▸ What to do:
Reproduce the data in full, exactly as it appears.

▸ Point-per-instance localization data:

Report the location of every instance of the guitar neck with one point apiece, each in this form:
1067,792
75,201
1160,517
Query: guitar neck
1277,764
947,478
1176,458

▸ Exercise output:
Report the location of every instance of the guitar neck with one point apiece, each in this form:
1067,792
75,201
1160,517
Query: guitar neck
1277,764
947,478
1176,458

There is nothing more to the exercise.